# Raw data
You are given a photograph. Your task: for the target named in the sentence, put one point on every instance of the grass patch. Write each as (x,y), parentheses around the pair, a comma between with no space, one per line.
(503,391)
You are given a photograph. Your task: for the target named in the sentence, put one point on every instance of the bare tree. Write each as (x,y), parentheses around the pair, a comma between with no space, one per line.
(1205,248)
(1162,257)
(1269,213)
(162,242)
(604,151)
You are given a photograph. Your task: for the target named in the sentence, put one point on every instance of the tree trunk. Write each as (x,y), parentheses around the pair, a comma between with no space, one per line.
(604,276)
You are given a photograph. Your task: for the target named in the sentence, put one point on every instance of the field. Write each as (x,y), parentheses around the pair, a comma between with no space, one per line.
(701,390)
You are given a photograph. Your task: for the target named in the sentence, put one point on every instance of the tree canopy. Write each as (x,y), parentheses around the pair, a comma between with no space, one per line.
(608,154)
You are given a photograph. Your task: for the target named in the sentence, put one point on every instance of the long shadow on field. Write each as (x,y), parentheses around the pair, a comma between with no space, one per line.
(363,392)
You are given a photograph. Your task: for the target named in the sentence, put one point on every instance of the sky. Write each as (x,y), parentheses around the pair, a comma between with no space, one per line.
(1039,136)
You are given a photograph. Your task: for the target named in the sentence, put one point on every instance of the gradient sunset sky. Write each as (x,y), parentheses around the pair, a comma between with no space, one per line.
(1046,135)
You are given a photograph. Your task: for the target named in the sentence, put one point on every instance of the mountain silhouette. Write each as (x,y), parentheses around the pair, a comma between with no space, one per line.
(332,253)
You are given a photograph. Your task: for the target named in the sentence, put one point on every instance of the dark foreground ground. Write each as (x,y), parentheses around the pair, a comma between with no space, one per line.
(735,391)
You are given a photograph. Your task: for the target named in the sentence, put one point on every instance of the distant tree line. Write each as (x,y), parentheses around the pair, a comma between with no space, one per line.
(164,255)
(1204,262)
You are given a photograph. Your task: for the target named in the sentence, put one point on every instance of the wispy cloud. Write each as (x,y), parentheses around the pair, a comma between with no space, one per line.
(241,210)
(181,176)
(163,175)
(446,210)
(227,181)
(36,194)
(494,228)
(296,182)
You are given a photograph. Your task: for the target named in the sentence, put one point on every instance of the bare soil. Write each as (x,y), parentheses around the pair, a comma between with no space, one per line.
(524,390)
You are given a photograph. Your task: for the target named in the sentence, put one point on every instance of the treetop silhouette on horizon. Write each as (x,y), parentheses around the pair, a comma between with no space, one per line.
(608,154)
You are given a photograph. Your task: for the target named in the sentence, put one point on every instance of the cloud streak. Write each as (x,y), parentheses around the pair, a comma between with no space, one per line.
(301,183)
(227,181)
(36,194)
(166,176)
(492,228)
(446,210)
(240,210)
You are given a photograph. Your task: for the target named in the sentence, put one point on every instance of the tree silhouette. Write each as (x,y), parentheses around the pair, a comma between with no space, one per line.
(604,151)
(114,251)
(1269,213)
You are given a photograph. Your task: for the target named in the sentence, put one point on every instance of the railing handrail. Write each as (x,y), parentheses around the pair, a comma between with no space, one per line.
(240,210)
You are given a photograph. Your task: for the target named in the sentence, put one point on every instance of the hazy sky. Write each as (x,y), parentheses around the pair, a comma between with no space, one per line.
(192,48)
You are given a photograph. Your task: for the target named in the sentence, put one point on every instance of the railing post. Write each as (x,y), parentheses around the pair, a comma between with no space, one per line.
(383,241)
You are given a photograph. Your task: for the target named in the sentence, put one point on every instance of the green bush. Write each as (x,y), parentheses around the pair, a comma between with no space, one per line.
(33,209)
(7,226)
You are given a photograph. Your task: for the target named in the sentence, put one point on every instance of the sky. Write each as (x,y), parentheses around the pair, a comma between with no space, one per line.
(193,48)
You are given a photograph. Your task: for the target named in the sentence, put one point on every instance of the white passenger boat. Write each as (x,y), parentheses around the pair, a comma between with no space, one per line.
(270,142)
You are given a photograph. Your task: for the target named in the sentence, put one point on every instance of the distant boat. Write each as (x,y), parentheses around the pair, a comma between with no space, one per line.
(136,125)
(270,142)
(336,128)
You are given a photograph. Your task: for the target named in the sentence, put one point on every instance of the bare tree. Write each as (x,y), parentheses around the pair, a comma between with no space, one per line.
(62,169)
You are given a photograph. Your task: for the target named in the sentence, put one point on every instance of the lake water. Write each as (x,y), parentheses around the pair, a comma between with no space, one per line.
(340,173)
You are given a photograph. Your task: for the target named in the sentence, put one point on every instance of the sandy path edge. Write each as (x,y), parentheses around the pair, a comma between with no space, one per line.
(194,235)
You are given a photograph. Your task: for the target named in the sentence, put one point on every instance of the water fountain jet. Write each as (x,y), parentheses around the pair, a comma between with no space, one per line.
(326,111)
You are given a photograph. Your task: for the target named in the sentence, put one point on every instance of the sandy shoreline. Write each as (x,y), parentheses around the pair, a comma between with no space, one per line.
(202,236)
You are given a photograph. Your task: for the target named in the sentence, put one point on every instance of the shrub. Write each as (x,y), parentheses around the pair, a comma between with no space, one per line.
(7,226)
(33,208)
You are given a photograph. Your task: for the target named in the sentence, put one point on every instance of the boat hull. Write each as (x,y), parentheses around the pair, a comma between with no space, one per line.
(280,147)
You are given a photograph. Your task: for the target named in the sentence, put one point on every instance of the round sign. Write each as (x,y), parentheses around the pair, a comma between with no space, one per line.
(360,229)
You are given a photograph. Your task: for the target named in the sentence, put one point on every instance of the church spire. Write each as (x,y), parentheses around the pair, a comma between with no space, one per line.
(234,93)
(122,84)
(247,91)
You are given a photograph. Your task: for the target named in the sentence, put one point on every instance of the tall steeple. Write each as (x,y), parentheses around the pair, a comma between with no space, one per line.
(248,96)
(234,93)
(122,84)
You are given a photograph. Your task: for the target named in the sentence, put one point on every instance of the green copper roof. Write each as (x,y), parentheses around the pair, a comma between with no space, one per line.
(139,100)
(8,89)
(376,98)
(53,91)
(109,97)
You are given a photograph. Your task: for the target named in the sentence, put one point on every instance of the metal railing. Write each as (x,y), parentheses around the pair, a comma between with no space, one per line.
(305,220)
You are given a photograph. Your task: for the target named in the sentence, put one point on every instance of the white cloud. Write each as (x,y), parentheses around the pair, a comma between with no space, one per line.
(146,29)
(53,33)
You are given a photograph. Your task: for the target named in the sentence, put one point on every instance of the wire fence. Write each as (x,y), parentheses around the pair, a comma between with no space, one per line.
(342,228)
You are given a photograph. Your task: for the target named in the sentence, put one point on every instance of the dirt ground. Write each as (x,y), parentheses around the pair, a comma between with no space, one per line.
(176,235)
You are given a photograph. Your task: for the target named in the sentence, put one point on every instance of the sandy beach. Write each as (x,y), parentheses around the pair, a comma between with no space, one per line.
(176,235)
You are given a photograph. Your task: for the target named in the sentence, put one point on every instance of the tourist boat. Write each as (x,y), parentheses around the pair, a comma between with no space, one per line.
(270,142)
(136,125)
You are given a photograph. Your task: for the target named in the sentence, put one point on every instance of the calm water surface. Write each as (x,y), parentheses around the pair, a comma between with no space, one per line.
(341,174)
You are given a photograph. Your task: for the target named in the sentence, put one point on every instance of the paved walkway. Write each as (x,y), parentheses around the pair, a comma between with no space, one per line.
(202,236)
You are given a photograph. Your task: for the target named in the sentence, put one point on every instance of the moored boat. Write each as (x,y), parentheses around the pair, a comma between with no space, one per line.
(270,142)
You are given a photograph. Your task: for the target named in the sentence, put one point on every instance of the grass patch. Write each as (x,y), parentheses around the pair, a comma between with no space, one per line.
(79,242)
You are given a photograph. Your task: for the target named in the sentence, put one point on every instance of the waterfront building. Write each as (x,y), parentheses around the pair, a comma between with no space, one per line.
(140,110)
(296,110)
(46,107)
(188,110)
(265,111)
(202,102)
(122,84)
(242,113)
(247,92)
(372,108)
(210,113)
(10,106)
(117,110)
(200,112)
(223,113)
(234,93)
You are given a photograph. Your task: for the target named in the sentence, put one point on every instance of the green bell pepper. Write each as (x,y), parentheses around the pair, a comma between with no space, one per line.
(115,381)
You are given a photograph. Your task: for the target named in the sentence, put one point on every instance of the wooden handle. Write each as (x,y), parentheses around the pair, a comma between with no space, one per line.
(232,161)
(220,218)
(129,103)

# Task goal
Print only the lines running from the one with "of the wooden" to the final line of the data above, each exactly as it appears.

# Solution to this task
You are given a photograph. Your task: for the target named in the sentence, put one point on every instance of the wooden handle. Write each as (x,y), parentheses around the pair, a comma between with no space, one per line.
(232,161)
(220,218)
(129,103)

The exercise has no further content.